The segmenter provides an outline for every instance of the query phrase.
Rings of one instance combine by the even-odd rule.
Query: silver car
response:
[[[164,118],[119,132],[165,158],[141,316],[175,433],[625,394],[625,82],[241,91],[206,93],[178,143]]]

━━━━

> **Your objective**:
Rewrite the material above with each occurrence of "instance" changed to "object", leaving every other part of the lines as it is.

> **Full solution**:
The segmenter provides an outline for every object of the query phrase.
Rings of one object combine by the even-odd rule.
Query: silver car
response:
[[[164,118],[119,132],[165,158],[141,316],[175,433],[625,394],[625,82],[241,91],[206,93],[178,143]]]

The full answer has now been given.